**Data**
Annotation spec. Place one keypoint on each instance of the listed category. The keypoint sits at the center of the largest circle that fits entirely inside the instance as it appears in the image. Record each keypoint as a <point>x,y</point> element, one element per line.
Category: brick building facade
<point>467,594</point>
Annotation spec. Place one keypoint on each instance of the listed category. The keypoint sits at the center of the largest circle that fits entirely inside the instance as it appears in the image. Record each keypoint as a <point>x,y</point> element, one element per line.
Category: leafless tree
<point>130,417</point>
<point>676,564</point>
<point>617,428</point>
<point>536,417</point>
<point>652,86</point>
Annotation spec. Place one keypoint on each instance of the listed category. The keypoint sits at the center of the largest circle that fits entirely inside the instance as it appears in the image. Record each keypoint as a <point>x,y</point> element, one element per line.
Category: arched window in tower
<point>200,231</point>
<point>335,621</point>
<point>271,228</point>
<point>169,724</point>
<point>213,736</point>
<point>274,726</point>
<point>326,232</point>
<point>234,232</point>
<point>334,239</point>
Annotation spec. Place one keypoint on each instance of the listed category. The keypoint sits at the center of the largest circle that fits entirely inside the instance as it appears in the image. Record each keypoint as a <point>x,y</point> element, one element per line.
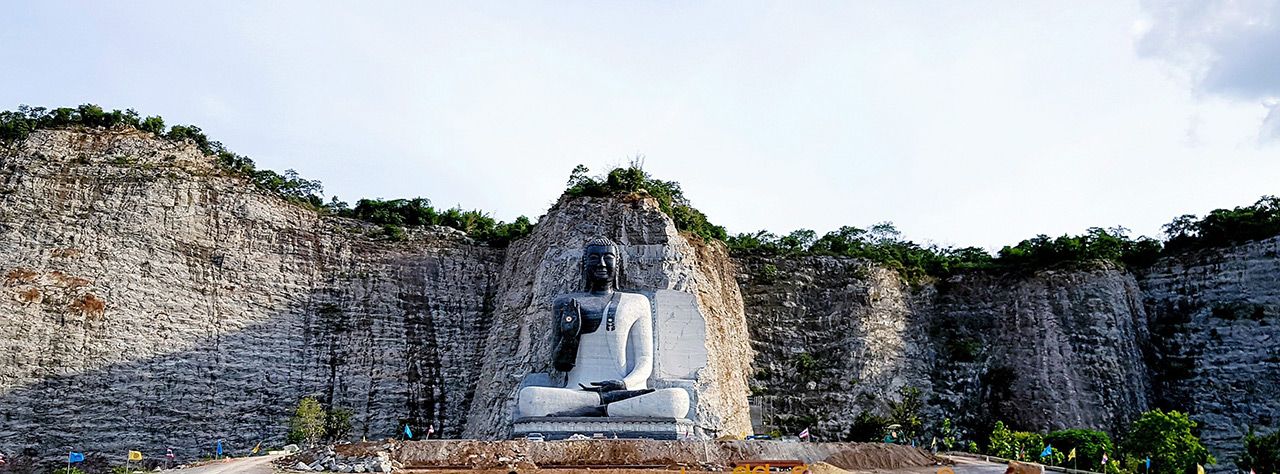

**The request**
Express the records from their start through the line that contains "<point>652,86</point>", both included, as a numbered list with blank lines left out.

**Correct answer**
1. Annotation spec. Place one keypoint on each instance of the listed category. The keypoint sits at the center of the largest circle that fits entirely inside the instance as it appears in the image. Record each keypoint as a <point>x,y</point> element, one element per line.
2. Category: brick building facade
3. <point>467,594</point>
4. Annotation spec. Place one keypoint on each instance of the listed category. The keypoint sits at the center of the largest circle that fits entirely inside the instance as it appears in the image. Record each keypoint as a <point>x,y</point> element, one element per line.
5. Category: leafless tree
6. <point>130,417</point>
7. <point>676,564</point>
8. <point>617,428</point>
9. <point>536,417</point>
10. <point>652,86</point>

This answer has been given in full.